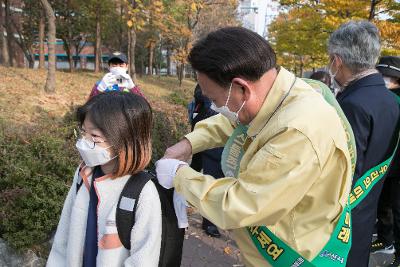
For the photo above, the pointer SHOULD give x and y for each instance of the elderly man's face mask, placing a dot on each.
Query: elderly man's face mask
(335, 85)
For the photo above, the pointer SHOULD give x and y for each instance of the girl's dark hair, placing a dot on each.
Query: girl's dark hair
(232, 52)
(125, 119)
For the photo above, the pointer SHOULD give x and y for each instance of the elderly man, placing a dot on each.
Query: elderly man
(388, 224)
(371, 110)
(286, 160)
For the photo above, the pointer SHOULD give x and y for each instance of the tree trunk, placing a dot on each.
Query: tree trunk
(97, 51)
(180, 73)
(9, 33)
(42, 27)
(151, 56)
(168, 61)
(4, 57)
(131, 53)
(51, 43)
(372, 9)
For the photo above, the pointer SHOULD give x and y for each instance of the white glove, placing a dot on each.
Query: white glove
(107, 82)
(166, 171)
(180, 205)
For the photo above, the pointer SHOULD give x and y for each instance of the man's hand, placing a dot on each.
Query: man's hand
(166, 171)
(181, 151)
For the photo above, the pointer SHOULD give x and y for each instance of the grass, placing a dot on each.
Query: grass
(37, 152)
(23, 99)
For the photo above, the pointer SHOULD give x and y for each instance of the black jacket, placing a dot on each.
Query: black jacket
(373, 113)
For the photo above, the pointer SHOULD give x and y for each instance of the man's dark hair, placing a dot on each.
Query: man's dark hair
(232, 52)
(125, 119)
(322, 76)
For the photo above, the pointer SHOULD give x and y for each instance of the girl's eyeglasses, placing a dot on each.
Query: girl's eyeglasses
(79, 133)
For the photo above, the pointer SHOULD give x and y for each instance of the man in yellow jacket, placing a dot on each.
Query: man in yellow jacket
(286, 157)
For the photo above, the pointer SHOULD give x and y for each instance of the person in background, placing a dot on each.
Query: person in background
(209, 160)
(371, 109)
(388, 225)
(117, 79)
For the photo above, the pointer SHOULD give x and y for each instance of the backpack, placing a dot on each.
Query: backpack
(172, 236)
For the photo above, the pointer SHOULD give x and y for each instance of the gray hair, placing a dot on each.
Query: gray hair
(357, 43)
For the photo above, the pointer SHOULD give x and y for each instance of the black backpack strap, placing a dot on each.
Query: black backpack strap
(126, 208)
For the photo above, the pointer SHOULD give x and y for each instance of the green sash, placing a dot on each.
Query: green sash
(274, 250)
(335, 252)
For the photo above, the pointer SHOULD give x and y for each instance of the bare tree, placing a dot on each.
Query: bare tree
(131, 52)
(42, 26)
(51, 43)
(97, 51)
(4, 56)
(10, 34)
(132, 46)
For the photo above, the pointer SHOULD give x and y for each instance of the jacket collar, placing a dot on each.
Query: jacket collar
(281, 86)
(370, 80)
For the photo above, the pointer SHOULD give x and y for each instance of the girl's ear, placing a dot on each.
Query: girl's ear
(245, 86)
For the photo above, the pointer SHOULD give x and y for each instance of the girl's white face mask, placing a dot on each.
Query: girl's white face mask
(93, 155)
(233, 117)
(388, 81)
(118, 71)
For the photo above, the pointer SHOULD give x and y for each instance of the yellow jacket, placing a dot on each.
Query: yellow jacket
(294, 177)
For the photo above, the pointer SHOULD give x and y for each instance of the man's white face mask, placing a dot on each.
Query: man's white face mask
(233, 117)
(334, 84)
(118, 71)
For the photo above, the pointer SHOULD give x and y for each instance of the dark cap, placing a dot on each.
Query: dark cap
(389, 66)
(118, 55)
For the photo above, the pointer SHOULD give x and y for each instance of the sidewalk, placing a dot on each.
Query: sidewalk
(200, 250)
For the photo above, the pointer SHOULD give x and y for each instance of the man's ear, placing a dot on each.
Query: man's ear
(244, 85)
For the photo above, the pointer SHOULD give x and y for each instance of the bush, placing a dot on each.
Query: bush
(37, 164)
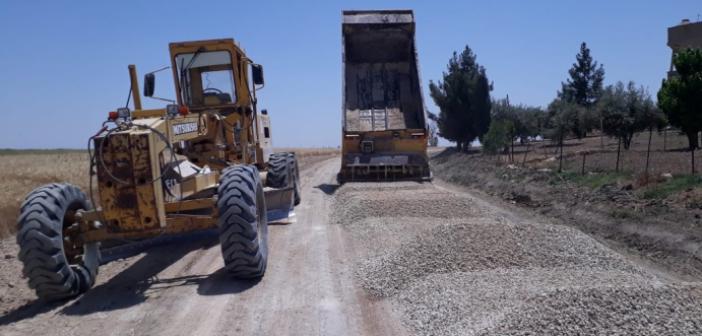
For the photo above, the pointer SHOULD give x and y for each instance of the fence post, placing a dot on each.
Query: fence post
(648, 150)
(525, 154)
(692, 155)
(560, 161)
(665, 139)
(619, 149)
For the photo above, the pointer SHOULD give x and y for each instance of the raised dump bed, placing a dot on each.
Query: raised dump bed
(384, 122)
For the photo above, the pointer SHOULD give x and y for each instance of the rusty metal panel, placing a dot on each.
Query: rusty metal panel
(126, 182)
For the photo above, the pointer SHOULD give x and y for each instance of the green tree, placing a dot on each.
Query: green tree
(584, 88)
(463, 98)
(561, 119)
(498, 136)
(627, 110)
(526, 121)
(680, 97)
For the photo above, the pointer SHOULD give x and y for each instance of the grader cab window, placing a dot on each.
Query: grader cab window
(206, 78)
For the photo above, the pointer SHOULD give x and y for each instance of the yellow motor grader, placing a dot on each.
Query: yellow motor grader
(204, 161)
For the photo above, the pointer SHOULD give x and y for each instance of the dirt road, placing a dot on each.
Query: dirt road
(179, 288)
(385, 259)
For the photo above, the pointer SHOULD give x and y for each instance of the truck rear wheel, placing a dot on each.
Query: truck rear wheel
(243, 223)
(283, 172)
(55, 265)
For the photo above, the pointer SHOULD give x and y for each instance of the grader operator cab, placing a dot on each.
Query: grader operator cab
(204, 161)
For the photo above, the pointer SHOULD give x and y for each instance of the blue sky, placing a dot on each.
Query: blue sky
(64, 63)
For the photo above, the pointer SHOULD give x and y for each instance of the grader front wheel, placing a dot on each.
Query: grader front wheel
(243, 222)
(56, 266)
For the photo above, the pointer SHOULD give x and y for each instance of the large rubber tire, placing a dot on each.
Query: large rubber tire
(44, 215)
(283, 172)
(243, 223)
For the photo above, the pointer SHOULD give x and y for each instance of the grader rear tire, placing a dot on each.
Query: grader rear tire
(283, 172)
(243, 223)
(45, 215)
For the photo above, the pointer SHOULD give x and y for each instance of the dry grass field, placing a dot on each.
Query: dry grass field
(23, 171)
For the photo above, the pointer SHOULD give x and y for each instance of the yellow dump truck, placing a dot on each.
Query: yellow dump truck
(384, 131)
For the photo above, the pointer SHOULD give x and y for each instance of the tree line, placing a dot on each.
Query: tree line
(582, 105)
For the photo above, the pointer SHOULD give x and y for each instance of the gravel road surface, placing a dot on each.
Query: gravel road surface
(453, 264)
(398, 258)
(179, 288)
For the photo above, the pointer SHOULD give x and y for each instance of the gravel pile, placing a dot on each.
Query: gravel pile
(355, 202)
(673, 310)
(451, 267)
(485, 245)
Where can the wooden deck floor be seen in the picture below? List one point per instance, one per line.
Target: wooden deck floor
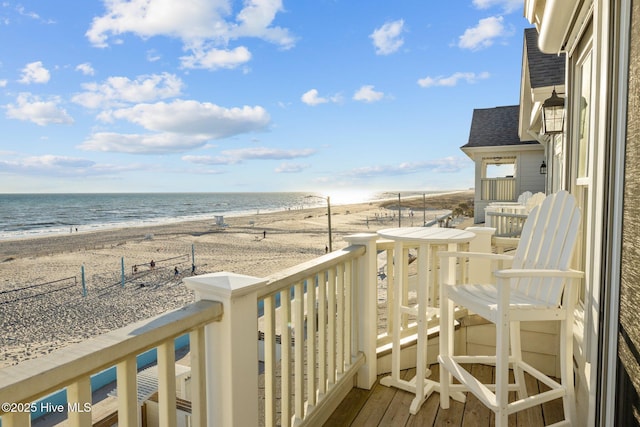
(389, 406)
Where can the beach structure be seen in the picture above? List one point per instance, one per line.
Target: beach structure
(505, 165)
(511, 154)
(598, 164)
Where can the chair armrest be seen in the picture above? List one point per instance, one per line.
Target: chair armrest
(506, 241)
(532, 272)
(484, 255)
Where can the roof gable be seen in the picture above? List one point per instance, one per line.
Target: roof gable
(544, 69)
(495, 127)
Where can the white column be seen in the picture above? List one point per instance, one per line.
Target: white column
(366, 297)
(231, 348)
(480, 269)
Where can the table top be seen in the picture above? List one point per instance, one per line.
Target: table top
(427, 234)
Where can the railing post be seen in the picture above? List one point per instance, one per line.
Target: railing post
(366, 297)
(480, 269)
(231, 348)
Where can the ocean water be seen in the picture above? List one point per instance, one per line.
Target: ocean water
(31, 215)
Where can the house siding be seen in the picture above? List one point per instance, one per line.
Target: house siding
(628, 379)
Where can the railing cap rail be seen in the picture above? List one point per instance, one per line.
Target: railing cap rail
(224, 284)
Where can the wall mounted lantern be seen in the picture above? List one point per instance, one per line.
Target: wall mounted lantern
(553, 114)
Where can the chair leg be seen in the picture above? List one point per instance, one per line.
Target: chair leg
(502, 367)
(516, 355)
(566, 370)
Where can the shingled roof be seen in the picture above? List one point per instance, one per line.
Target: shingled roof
(494, 127)
(544, 69)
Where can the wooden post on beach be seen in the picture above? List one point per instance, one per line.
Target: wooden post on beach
(84, 286)
(231, 348)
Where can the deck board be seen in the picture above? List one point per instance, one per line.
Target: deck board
(389, 406)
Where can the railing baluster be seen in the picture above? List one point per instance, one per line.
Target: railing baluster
(285, 362)
(311, 341)
(390, 292)
(322, 332)
(404, 255)
(298, 324)
(348, 310)
(331, 345)
(198, 383)
(79, 394)
(167, 383)
(269, 361)
(127, 392)
(340, 319)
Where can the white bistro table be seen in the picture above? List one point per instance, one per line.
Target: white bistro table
(425, 239)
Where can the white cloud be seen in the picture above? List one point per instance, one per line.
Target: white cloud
(311, 98)
(175, 127)
(367, 94)
(197, 23)
(482, 35)
(86, 69)
(35, 72)
(214, 59)
(159, 143)
(291, 167)
(153, 55)
(507, 5)
(230, 157)
(50, 165)
(443, 165)
(32, 108)
(453, 79)
(388, 38)
(195, 118)
(119, 90)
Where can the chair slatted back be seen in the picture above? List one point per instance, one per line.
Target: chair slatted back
(548, 238)
(534, 201)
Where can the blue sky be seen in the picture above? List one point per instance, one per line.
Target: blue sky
(258, 95)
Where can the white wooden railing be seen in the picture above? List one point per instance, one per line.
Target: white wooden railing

§ **About this exercise**: Retype the entries above exactly, but only from the line containing "grass, placing a dot on each." through the line containing "eyeglasses, placing a dot on each.", both included.

§ **Answer section**:
For the photo above, the pointer SHOULD give x and y for each instance of the grass, placing a dot on each.
Query: grass
(37, 152)
(23, 99)
For the photo above, the pointer SHOULD give x and y for each instance of the black jacket, placing a dot on each.
Query: black jacket
(373, 113)
For the photo above, the pointer SHOULD give x and y for each instance of the man's dark hair, placing a dot on each.
Query: man's dark hair
(232, 52)
(125, 119)
(322, 76)
For the photo above, the pointer SHOULD give x and y for each instance of the girl's eyeglasses, placing a dot on each.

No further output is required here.